§ EXERCISE AIM
Every line of the material that follows must be printed again exactly.

§ RECORDED DATA
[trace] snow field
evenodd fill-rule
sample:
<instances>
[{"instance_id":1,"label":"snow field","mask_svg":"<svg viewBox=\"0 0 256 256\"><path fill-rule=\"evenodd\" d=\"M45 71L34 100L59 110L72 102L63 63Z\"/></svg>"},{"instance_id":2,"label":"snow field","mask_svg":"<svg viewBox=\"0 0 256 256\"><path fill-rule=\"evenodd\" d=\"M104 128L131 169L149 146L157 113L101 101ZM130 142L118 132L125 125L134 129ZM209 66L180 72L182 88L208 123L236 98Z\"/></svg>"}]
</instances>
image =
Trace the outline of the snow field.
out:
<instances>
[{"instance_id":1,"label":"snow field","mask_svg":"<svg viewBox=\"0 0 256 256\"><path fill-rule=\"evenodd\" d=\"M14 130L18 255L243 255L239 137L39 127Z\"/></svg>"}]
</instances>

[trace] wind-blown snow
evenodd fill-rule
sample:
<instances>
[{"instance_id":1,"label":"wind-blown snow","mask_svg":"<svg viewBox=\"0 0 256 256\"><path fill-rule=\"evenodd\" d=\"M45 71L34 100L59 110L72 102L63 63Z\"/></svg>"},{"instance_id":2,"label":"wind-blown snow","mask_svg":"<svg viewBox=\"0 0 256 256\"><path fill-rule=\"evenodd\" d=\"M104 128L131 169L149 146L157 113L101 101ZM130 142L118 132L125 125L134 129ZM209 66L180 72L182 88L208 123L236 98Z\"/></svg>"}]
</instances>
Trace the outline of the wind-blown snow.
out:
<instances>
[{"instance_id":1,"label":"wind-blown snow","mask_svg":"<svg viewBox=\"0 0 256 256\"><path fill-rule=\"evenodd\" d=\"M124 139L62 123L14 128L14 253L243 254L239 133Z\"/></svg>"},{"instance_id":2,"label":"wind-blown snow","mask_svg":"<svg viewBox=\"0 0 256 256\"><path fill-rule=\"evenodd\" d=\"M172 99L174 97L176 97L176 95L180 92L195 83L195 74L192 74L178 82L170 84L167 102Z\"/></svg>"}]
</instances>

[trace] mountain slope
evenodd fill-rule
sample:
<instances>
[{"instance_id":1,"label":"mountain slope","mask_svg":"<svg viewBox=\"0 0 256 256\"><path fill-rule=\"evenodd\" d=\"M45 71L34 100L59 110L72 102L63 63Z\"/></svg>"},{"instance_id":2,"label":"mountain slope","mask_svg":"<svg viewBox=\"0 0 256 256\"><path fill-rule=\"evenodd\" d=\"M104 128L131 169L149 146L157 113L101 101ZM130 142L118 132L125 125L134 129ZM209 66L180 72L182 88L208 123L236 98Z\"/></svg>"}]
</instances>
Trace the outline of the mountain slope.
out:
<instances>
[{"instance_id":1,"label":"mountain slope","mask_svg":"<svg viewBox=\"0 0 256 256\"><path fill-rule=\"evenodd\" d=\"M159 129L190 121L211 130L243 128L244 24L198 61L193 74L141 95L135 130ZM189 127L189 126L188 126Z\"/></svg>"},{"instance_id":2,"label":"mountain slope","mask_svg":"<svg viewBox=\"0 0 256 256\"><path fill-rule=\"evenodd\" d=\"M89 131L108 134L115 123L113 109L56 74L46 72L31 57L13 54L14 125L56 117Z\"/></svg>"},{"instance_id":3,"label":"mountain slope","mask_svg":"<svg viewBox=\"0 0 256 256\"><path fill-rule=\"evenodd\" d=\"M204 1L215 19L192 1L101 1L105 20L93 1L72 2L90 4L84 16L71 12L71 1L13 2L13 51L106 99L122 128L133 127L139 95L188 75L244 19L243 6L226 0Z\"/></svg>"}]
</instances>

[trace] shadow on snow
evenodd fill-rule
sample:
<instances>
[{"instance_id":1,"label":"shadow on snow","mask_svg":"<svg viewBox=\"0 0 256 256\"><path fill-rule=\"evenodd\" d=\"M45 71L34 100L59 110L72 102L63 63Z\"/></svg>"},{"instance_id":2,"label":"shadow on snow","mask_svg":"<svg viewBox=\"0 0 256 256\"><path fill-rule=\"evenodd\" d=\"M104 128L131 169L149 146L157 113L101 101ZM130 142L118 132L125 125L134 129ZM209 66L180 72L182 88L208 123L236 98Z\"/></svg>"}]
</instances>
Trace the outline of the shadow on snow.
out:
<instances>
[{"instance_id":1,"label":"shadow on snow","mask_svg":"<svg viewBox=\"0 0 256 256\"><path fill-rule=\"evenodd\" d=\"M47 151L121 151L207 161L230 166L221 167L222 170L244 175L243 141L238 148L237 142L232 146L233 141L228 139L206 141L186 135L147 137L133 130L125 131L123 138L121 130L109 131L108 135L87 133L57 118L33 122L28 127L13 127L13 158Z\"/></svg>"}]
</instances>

§ RESPONSE TO THE TASK
[trace] snow field
evenodd fill-rule
sample:
<instances>
[{"instance_id":1,"label":"snow field","mask_svg":"<svg viewBox=\"0 0 256 256\"><path fill-rule=\"evenodd\" d=\"M45 71L34 100L59 110L72 102L63 63Z\"/></svg>"},{"instance_id":2,"label":"snow field","mask_svg":"<svg viewBox=\"0 0 256 256\"><path fill-rule=\"evenodd\" d=\"M104 128L131 169L149 146L157 113L101 101ZM130 142L118 132L125 125L134 129ZM209 66L180 72L182 88L208 123L236 98Z\"/></svg>"}]
</instances>
image =
Trace the outline of the snow field.
out:
<instances>
[{"instance_id":1,"label":"snow field","mask_svg":"<svg viewBox=\"0 0 256 256\"><path fill-rule=\"evenodd\" d=\"M14 130L18 255L243 255L239 137L39 127Z\"/></svg>"}]
</instances>

[trace] wind-blown snow
evenodd fill-rule
sample:
<instances>
[{"instance_id":1,"label":"wind-blown snow","mask_svg":"<svg viewBox=\"0 0 256 256\"><path fill-rule=\"evenodd\" d=\"M45 71L34 100L59 110L72 102L63 63Z\"/></svg>"},{"instance_id":2,"label":"wind-blown snow","mask_svg":"<svg viewBox=\"0 0 256 256\"><path fill-rule=\"evenodd\" d=\"M104 128L131 169L149 146L157 113L101 101ZM130 142L118 132L125 125L134 129ZM209 66L180 72L182 88L208 123L236 98Z\"/></svg>"}]
</instances>
Trace the outline of the wind-blown snow.
out:
<instances>
[{"instance_id":1,"label":"wind-blown snow","mask_svg":"<svg viewBox=\"0 0 256 256\"><path fill-rule=\"evenodd\" d=\"M124 139L62 123L14 128L14 253L243 254L239 133Z\"/></svg>"},{"instance_id":2,"label":"wind-blown snow","mask_svg":"<svg viewBox=\"0 0 256 256\"><path fill-rule=\"evenodd\" d=\"M172 99L174 97L176 97L176 95L180 92L195 83L195 74L192 74L178 82L170 84L167 102Z\"/></svg>"}]
</instances>

[trace] mountain slope
evenodd fill-rule
sample:
<instances>
[{"instance_id":1,"label":"mountain slope","mask_svg":"<svg viewBox=\"0 0 256 256\"><path fill-rule=\"evenodd\" d=\"M45 71L34 100L59 110L72 102L63 63Z\"/></svg>"},{"instance_id":2,"label":"mountain slope","mask_svg":"<svg viewBox=\"0 0 256 256\"><path fill-rule=\"evenodd\" d=\"M104 128L131 169L149 146L157 113L101 101ZM130 142L118 132L125 125L134 129ZM209 66L180 72L182 88L208 123L236 98Z\"/></svg>"}]
</instances>
Trace the outline of the mountain slope.
out:
<instances>
[{"instance_id":1,"label":"mountain slope","mask_svg":"<svg viewBox=\"0 0 256 256\"><path fill-rule=\"evenodd\" d=\"M159 129L190 121L211 130L243 128L244 24L198 61L193 74L141 95L135 130ZM189 127L189 126L188 126Z\"/></svg>"},{"instance_id":2,"label":"mountain slope","mask_svg":"<svg viewBox=\"0 0 256 256\"><path fill-rule=\"evenodd\" d=\"M89 131L108 134L115 123L113 109L56 74L46 72L31 57L13 54L14 125L56 117Z\"/></svg>"},{"instance_id":3,"label":"mountain slope","mask_svg":"<svg viewBox=\"0 0 256 256\"><path fill-rule=\"evenodd\" d=\"M204 1L215 19L192 1L101 1L105 20L93 1L72 2L90 4L84 16L71 12L71 1L13 2L13 51L106 99L122 128L133 127L139 95L188 75L244 19L243 6L226 0Z\"/></svg>"}]
</instances>

[trace] shadow on snow
evenodd fill-rule
sample:
<instances>
[{"instance_id":1,"label":"shadow on snow","mask_svg":"<svg viewBox=\"0 0 256 256\"><path fill-rule=\"evenodd\" d=\"M45 71L34 100L59 110L72 102L63 63Z\"/></svg>"},{"instance_id":2,"label":"shadow on snow","mask_svg":"<svg viewBox=\"0 0 256 256\"><path fill-rule=\"evenodd\" d=\"M104 128L131 169L149 146L157 113L101 101ZM130 142L118 132L125 125L134 129ZM209 66L180 72L182 88L208 123L236 98Z\"/></svg>"}]
</instances>
Trace the outline of the shadow on snow.
out:
<instances>
[{"instance_id":1,"label":"shadow on snow","mask_svg":"<svg viewBox=\"0 0 256 256\"><path fill-rule=\"evenodd\" d=\"M47 151L121 151L207 161L230 166L221 167L222 170L244 175L243 141L238 148L237 142L232 146L233 141L228 139L206 141L186 135L147 137L133 130L125 131L123 138L121 130L109 131L108 135L87 133L57 118L33 122L28 127L13 127L13 158Z\"/></svg>"}]
</instances>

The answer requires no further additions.